• _Vorliegender Text_:
Leonce und Lena am Staatstheater: Schrille Pop-Art ohne Tiefsinn

Quietschbunt ist es auf der Bühne und die Protago­nisten stecken alle in skurrilen Korsetts. Dabei bleiben die Nuancen des Lustspiels von Georg Büchner auf der Strecke.

Von Halrun Reinholz

Lena (Sarah Maria Grünig) und Leonce (Jannis Roth) kommen sich inkognito näher, im Hinter­grund beobachtet von Valerio (Natalie Hünig)

Prinz Leonce (Jannis Roth) steckt in einem knall­gelben Kugel­bauch-Kostüm und sitzt auf einer Watte­wolke. Sein Hof­meister (Thomas Prazak) hat eine rote Clowns­nase und eine Mähne, die sein ganzes Gesicht bedeckt. Der Präsi­dent (Michael Schrodt) trägt einen Frack mit über­langen Ärmeln. Der Hof­prediger (Sebastian Müller-Stahl) steckt in einem sper­rigen schwar­zen Schulter­polster. Auf der Bühne stehen bekannte Kunst­werke herum. Valerio, der all­gegen­wärtige Ge­fährte des Prinzen (akro­batisch gespielt von Natalie Hünig) mäandert durch den Raum wie ein Gummi­mensch und singt irgend­wann einen Italo-Schlager.

Quelldatensätze
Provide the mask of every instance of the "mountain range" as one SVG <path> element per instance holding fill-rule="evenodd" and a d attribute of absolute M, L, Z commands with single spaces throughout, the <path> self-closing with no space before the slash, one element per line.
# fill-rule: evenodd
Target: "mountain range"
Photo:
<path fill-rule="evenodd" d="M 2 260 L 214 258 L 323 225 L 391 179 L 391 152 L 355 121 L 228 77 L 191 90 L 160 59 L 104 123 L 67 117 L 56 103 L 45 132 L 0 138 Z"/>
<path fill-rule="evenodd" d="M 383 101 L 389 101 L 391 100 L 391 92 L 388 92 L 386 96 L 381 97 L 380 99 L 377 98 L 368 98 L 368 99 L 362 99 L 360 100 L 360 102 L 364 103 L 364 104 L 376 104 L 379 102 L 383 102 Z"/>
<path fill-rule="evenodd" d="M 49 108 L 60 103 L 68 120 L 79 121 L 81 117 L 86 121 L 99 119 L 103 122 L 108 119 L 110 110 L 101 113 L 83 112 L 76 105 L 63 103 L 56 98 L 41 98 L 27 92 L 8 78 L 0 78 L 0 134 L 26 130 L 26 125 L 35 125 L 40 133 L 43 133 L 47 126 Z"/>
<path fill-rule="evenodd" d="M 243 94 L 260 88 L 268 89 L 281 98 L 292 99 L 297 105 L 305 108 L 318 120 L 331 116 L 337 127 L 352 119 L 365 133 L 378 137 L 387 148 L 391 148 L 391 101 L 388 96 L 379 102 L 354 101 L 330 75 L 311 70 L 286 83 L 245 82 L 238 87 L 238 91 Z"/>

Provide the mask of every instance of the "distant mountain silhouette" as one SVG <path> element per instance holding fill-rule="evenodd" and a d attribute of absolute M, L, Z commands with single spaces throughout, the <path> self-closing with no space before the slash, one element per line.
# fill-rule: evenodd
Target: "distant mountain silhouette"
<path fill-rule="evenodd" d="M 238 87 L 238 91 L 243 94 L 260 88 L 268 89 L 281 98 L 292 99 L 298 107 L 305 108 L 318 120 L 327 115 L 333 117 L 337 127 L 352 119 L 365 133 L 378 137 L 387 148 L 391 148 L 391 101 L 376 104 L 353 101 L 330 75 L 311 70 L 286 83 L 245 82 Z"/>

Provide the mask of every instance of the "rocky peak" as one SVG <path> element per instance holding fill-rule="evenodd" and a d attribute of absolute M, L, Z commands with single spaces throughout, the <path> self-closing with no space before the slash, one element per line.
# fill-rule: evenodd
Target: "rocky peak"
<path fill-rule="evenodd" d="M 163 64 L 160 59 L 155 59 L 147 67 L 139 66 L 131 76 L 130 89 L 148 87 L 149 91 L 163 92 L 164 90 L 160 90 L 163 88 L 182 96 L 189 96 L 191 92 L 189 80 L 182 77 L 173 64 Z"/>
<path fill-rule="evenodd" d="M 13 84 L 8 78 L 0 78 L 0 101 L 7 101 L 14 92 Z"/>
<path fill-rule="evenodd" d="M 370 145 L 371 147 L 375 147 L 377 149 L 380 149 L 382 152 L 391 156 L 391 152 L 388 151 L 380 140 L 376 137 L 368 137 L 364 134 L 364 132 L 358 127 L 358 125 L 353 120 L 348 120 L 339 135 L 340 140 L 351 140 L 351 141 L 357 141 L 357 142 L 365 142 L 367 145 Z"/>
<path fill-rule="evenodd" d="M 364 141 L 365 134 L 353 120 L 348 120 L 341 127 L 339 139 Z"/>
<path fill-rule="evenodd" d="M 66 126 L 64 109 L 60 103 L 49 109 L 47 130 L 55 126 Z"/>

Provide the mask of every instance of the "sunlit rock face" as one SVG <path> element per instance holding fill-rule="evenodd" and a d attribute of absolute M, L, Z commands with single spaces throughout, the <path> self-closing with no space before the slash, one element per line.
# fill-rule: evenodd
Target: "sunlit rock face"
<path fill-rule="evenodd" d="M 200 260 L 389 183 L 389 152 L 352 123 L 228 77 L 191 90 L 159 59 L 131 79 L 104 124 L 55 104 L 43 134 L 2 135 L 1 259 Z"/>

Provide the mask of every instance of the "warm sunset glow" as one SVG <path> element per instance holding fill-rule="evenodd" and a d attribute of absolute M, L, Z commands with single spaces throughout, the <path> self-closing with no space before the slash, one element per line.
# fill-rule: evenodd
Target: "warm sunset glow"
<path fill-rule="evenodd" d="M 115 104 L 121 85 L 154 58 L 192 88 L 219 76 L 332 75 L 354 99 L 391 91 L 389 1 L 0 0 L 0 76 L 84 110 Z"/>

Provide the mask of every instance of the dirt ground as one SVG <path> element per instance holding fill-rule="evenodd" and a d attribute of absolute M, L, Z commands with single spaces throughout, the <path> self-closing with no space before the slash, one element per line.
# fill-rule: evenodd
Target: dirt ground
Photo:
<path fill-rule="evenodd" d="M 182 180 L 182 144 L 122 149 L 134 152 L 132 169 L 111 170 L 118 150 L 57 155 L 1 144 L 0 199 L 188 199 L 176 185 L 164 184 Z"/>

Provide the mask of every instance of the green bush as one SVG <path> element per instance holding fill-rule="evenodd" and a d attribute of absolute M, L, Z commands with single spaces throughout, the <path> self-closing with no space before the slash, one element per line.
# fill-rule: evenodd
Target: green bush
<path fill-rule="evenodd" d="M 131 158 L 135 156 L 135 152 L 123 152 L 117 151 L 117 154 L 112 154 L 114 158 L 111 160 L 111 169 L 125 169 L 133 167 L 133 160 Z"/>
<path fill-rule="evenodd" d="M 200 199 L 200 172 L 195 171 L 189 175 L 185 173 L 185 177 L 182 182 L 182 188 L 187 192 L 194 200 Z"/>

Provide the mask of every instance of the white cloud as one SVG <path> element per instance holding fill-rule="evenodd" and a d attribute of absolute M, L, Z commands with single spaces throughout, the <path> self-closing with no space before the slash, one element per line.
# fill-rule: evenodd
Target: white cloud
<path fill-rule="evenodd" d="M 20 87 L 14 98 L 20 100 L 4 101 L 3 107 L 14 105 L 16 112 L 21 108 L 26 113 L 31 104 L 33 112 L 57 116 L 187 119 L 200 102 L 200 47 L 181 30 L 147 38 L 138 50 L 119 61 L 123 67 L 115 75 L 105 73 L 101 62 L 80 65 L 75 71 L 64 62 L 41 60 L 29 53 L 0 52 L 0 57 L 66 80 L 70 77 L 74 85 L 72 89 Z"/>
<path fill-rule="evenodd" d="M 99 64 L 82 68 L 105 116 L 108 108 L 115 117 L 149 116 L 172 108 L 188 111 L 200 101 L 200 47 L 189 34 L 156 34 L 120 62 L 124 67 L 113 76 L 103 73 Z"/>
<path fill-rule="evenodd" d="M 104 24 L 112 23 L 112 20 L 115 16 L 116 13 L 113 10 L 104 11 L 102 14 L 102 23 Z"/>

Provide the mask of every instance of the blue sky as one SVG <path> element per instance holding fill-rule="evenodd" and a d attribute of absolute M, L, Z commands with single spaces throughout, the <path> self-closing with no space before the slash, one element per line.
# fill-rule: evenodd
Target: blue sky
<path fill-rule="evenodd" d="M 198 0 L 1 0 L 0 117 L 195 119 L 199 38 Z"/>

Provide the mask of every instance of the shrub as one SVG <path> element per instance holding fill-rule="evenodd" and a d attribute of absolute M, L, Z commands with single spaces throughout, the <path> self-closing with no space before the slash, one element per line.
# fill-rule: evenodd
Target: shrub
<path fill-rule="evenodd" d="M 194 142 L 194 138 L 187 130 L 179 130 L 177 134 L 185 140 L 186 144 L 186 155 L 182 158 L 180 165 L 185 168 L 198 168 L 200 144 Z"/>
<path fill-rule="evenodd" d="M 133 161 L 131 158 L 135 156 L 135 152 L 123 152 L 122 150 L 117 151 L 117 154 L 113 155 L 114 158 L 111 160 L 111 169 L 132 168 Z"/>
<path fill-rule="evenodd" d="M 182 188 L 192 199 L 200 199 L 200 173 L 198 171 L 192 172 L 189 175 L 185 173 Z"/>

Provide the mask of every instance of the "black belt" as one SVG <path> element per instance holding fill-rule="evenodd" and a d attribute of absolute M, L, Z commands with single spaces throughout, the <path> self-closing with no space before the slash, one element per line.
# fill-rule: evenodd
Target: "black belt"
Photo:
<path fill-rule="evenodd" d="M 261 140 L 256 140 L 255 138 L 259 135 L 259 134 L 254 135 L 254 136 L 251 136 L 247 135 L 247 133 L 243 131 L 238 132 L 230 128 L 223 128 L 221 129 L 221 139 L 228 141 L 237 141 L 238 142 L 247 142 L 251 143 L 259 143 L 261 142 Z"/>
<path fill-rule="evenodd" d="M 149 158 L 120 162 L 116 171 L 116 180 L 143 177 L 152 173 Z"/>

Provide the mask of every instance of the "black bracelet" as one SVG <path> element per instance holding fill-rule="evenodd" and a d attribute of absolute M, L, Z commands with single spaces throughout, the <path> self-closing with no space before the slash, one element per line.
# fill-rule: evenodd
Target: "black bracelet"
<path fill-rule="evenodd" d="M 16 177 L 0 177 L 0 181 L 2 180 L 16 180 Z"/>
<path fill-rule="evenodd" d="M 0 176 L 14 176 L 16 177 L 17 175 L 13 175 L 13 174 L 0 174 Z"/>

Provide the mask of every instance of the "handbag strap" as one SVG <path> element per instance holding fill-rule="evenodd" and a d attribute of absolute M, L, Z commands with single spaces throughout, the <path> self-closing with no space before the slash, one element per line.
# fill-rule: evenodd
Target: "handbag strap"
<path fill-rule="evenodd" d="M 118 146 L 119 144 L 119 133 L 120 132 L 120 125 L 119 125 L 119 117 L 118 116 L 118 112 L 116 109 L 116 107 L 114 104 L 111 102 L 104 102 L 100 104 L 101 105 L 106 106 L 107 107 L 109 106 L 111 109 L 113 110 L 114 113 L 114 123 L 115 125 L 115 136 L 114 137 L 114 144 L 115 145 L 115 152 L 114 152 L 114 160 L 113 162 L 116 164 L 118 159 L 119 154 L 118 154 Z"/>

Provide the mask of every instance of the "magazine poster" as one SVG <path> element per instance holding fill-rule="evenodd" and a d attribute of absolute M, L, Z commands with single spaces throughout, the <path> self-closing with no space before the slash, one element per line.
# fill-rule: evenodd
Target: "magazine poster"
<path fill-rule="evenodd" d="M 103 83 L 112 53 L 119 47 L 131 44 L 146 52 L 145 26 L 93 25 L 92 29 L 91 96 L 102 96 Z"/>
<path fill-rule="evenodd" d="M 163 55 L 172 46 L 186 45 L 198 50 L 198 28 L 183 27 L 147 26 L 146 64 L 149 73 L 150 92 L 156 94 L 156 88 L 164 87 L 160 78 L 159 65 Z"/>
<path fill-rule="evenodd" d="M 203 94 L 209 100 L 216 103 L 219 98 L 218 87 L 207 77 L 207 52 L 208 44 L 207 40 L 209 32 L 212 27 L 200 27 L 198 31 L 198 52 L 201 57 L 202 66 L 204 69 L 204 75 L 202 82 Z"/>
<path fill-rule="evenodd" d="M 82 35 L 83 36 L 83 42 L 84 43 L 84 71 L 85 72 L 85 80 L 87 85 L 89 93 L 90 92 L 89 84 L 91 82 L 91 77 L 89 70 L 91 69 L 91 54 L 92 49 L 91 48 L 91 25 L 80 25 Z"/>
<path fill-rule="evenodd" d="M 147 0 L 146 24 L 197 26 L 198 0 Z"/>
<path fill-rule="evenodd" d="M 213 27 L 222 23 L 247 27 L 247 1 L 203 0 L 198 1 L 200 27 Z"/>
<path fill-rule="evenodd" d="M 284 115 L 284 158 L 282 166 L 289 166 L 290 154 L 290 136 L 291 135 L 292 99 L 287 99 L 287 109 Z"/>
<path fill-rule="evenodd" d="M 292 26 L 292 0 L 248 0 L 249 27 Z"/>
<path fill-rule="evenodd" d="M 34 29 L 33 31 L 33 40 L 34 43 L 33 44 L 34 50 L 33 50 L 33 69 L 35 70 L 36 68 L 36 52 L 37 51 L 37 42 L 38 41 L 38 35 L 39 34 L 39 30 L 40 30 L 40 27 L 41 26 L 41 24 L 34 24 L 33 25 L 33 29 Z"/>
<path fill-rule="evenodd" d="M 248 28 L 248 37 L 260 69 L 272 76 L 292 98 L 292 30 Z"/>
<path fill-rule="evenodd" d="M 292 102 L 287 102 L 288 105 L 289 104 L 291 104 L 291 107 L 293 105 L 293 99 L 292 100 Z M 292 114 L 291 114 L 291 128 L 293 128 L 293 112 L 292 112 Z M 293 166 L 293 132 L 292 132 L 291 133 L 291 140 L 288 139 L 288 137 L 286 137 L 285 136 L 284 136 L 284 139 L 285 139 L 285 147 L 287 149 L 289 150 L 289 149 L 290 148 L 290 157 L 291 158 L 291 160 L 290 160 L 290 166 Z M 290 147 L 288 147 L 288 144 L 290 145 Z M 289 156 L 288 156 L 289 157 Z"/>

• _Gestellte Aufgabe A_: Nenne alle Schauspielerinnen und Schauspieler, die in der Kritik zu Leonce und Lena in Klammern bei einer Rolle genannt werden.
• _Gestellte Aufgabe B_: Gib bitte den Abschnitt der Kritik zu Leonce und Lena von "Quietschbunt ist es" bis einschließlich "Valerio (Natalie Hünig)" wieder und setze dabei "Dramas" an die Stelle von "Lustspiels".
• _Gestellte Aufgabe C_: Prüfe anhand der Kritik zu Leonce und Lena, ob die folgenden Aussagen zutreffen: (i) Valerio singt eine Opernarie. (ii) Auf der Bühne herrschen gedeckte Farben. (iii) Das Lustspiel stammt von Georg Büchner.

• _Vollständige Ausgabe A_: Sarah Maria Grünig, Jannis Roth, Natalie Hünig, Thomas Prazak, Michael Schrodt, Sebastian Müller-Stahl

• _Vollständige Ausgabe B_:
Quietschbunt ist es auf der Bühne und die Protago­nisten stecken alle in skurrilen Korsetts. Dabei bleiben die Nuancen des Dramas von Georg Büchner auf der Strecke.

Von Halrun Reinholz

Lena (Sarah Maria Grünig) und Leonce (Jannis Roth) kommen sich inkognito näher, im Hinter­grund beobachtet von Valerio (Natalie Hünig)

• _Vollständige Ausgabe C_:
(i) Nein: „einen Italo-Schlager“
(ii) Nein: „Quietschbunt ist es auf der Bühne“
(iii) Ja: „Lustspiels von Georg Büchner“